▶ WHAT THIS TASK INVOLVES
Copy out every line of the material below that contains the string "tree", matching case exactly so that a capitalized form does not count.

══ MATERIAL TO PROCESS

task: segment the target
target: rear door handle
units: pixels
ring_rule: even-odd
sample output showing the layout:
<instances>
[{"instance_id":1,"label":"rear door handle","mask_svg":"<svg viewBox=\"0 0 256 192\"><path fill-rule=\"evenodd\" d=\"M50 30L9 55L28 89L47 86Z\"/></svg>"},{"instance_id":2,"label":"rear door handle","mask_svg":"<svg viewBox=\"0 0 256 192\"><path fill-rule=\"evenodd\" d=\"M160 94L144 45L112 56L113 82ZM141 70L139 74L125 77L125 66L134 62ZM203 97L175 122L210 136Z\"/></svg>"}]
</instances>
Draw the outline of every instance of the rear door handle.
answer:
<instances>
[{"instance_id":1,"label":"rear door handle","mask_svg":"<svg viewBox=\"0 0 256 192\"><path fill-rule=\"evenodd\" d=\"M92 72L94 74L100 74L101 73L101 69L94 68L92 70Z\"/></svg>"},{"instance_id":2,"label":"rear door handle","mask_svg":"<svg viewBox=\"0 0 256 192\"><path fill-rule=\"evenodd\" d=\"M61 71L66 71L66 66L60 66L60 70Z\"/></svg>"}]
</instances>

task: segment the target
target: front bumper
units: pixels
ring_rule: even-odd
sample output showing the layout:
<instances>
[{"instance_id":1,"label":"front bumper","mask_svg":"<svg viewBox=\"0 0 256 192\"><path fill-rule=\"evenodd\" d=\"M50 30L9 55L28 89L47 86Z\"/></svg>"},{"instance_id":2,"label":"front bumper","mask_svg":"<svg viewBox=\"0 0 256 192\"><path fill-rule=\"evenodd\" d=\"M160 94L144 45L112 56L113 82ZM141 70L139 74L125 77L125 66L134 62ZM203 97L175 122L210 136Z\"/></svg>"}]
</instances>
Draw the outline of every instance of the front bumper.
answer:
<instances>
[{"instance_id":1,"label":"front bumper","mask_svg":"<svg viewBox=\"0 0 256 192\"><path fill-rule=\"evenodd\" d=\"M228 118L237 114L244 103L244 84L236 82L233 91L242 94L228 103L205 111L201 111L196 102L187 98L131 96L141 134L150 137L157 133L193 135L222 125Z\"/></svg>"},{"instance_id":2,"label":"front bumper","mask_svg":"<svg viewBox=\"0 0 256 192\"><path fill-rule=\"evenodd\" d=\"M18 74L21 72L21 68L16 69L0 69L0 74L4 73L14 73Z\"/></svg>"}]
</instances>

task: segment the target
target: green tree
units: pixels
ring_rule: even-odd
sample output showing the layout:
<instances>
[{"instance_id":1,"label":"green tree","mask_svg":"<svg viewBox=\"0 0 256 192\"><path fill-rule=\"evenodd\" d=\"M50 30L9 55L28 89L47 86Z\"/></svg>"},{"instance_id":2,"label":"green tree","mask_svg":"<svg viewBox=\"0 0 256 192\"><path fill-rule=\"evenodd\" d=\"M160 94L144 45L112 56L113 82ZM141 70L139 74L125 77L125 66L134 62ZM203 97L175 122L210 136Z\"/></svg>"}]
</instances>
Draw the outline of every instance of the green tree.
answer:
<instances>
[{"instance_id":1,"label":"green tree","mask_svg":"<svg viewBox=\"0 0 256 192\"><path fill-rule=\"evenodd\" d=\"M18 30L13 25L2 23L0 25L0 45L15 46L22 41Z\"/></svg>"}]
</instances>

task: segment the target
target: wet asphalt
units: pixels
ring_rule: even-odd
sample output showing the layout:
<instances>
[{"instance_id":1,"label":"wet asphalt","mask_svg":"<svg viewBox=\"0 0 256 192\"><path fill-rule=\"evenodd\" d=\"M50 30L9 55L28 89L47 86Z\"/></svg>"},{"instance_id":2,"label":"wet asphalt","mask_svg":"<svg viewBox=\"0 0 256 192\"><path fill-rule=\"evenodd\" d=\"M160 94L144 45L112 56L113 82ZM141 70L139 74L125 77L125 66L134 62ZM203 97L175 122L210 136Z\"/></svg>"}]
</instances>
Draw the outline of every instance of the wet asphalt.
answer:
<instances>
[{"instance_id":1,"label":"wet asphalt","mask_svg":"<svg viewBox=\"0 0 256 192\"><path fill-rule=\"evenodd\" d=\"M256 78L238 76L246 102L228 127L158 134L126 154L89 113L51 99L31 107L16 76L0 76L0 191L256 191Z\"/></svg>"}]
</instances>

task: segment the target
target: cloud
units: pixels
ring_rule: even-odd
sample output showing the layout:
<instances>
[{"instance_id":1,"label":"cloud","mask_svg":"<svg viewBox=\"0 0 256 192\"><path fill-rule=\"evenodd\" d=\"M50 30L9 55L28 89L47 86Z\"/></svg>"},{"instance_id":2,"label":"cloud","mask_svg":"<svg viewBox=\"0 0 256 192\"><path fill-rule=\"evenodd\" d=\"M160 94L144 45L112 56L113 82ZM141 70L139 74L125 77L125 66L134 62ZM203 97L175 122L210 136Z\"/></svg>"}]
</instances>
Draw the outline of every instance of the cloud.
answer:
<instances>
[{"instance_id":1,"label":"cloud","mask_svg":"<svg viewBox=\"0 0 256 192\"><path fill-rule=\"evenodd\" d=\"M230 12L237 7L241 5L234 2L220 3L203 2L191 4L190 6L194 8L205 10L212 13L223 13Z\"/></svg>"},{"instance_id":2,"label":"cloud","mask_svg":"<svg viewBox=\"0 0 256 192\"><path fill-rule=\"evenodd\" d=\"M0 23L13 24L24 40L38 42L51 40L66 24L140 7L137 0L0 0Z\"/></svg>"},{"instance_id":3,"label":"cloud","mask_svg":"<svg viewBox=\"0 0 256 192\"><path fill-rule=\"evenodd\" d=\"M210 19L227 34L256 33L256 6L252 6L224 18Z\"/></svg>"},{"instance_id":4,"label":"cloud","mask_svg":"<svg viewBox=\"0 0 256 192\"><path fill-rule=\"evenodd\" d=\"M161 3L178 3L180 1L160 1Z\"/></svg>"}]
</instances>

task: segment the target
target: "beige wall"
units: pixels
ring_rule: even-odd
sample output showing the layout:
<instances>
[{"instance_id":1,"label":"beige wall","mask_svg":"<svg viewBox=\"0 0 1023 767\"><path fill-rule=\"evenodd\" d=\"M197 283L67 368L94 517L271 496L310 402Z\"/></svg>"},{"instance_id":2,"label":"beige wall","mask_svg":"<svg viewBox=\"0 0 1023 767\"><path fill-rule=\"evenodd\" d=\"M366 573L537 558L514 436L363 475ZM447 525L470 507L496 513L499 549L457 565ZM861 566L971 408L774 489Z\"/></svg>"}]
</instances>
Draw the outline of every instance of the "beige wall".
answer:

════

▶ OUTPUT
target: green tree
[{"instance_id":1,"label":"green tree","mask_svg":"<svg viewBox=\"0 0 256 192\"><path fill-rule=\"evenodd\" d=\"M50 30L9 55L28 89L47 86Z\"/></svg>"},{"instance_id":2,"label":"green tree","mask_svg":"<svg viewBox=\"0 0 256 192\"><path fill-rule=\"evenodd\" d=\"M160 94L144 45L112 56L113 82ZM141 70L139 74L125 77L125 66L134 62ZM203 97L175 122L210 136Z\"/></svg>"}]
Draw the outline of every instance of the green tree.
[{"instance_id":1,"label":"green tree","mask_svg":"<svg viewBox=\"0 0 256 192\"><path fill-rule=\"evenodd\" d=\"M18 30L13 25L2 23L0 25L0 45L15 46L22 41Z\"/></svg>"}]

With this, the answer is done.